#### What is being asked:
Scan the lines below for "right" and copy the matches.

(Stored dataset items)
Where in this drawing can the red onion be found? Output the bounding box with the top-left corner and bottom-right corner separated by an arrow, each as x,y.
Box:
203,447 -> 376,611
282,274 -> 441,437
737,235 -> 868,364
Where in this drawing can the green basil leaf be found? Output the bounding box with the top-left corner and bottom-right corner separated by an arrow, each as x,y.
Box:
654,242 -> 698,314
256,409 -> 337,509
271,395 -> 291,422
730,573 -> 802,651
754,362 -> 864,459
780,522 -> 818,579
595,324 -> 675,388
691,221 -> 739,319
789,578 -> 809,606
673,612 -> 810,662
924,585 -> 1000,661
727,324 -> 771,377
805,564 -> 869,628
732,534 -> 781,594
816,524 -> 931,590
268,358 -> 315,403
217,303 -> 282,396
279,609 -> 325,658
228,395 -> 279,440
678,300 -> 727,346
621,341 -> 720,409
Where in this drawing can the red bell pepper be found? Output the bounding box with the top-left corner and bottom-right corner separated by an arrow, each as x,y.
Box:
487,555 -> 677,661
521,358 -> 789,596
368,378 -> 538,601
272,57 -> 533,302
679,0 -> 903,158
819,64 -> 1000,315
---
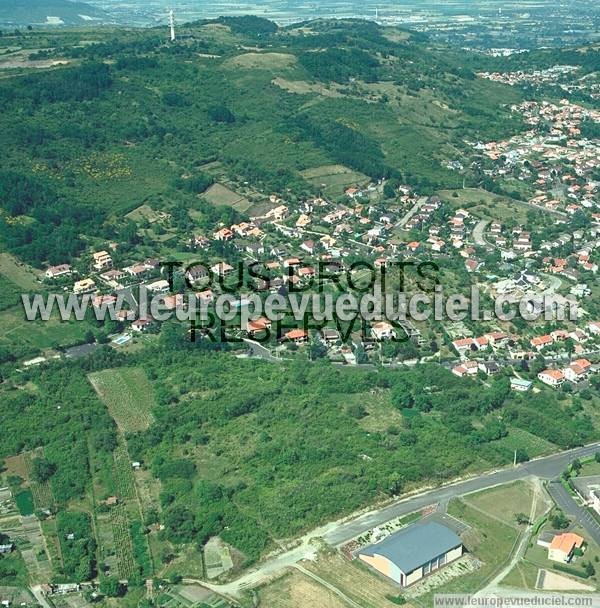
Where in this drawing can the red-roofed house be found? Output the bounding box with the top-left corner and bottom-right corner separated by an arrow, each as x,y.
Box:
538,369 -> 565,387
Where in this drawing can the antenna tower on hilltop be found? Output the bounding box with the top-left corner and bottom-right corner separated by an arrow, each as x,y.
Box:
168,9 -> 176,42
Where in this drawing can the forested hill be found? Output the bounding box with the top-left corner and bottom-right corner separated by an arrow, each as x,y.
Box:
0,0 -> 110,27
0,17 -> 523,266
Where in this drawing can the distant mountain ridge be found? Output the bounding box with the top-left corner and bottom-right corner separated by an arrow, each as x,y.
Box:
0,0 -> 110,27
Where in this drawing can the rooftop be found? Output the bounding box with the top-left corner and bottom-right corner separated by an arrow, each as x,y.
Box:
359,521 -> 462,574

#### Result below:
Where in this drawing can the red onion be found? Output the bounding box with the top-left corner and bottom-right corner separated by an arrow, each as x,y.
Where in this drawing can the green basil leaf be found? Output the bounding box with the top-left corner and bottom-right corner separated by an arrow, each as x,y.
Where in this drawing can the red bell pepper be found? Output the bounding box with the top-left corner and bottom-right corner separated by an arrow, each as x,y.
Where in this drawing can the red-roofed house be found? Output the bounding box with the top-left corner and bottom-right corner separated by an arrow, each as x,y.
Where in this drawing can the antenna tower on hilltop be found? Output the bounding box with the top-left corner and bottom-right corner separated by an arrow, each as x,y.
Where in this drawing can the forested hill be found? Output the bounding box with the top-left corner and bottom-right corner separated by an arrow, each as x,y.
Where in this drawing can the distant mountain ridge be found? Output the bounding box with the top-left corner and bottom-right corner separated by an arrow, each as x,y.
Where in this drawing can the rooftop be found? Output the bounding box with the top-left corner and bottom-right corner separated by an arrow, each as x,y.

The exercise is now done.